Entries on locating named things

--- START ---

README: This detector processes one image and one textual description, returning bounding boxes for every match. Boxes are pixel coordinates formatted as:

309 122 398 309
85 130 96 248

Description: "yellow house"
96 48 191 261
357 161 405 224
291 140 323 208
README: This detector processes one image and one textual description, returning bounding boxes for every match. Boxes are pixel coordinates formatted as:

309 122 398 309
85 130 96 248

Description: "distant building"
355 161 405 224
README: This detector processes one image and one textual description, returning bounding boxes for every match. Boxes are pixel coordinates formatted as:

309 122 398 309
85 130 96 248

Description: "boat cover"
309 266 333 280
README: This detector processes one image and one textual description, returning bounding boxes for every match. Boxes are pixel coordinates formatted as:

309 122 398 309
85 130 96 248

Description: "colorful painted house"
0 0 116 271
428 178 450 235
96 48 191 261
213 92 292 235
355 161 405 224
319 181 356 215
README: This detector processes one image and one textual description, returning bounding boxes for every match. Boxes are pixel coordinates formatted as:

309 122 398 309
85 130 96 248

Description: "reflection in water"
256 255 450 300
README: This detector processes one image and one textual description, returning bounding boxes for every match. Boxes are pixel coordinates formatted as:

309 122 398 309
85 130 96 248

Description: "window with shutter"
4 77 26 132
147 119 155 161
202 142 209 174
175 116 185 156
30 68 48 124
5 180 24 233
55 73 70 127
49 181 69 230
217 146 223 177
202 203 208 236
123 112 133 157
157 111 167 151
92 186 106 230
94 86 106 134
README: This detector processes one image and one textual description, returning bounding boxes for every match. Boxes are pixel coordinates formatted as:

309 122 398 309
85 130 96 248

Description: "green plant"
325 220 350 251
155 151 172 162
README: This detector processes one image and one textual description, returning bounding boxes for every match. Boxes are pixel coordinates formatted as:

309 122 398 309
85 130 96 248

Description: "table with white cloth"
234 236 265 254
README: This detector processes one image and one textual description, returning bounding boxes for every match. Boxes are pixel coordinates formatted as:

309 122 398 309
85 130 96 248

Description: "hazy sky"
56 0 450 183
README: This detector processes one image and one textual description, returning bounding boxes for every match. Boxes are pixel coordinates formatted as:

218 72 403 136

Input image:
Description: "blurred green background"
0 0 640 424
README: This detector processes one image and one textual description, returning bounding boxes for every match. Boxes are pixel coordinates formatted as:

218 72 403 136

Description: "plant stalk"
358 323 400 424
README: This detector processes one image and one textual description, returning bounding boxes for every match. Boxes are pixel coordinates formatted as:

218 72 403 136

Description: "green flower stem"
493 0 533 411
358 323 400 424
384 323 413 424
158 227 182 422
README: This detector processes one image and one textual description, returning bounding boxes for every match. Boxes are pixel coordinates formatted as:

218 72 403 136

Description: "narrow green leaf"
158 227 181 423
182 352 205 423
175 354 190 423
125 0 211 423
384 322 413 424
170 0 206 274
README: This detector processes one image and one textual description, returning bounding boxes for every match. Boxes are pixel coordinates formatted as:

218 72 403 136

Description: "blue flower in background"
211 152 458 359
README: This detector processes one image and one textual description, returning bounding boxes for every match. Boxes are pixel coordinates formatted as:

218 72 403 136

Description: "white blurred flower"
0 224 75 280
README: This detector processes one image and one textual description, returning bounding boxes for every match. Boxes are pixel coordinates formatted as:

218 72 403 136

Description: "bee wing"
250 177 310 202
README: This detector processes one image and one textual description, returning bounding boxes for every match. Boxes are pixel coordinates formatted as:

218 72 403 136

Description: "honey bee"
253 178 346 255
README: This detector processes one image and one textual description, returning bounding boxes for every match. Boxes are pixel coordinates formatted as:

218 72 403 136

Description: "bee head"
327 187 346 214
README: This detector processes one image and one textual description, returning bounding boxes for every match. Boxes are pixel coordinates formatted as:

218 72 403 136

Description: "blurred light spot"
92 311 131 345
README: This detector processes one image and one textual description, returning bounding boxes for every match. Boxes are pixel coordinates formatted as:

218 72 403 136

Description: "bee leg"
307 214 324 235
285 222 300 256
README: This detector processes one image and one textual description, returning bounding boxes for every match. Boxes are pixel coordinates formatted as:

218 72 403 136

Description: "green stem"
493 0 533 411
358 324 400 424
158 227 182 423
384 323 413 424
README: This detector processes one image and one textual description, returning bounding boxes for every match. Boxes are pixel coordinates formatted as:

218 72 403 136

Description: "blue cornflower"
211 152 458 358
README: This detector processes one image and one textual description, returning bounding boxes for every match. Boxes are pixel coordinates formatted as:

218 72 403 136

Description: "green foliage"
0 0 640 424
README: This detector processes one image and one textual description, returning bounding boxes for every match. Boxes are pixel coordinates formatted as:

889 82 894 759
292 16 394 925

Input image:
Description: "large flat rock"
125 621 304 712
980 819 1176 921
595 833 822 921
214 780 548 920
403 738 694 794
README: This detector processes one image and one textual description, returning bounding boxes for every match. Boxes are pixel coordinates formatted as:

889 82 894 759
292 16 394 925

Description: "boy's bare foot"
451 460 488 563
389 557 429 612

--- END ---

(WHAT TO WORK ON)
Select every line in the items that contains the string "background", matching case exactly, and copy each one.

(RESPONSE TO THE EXERCISE)
Description: "blurred green background"
Description: "blue flower in background"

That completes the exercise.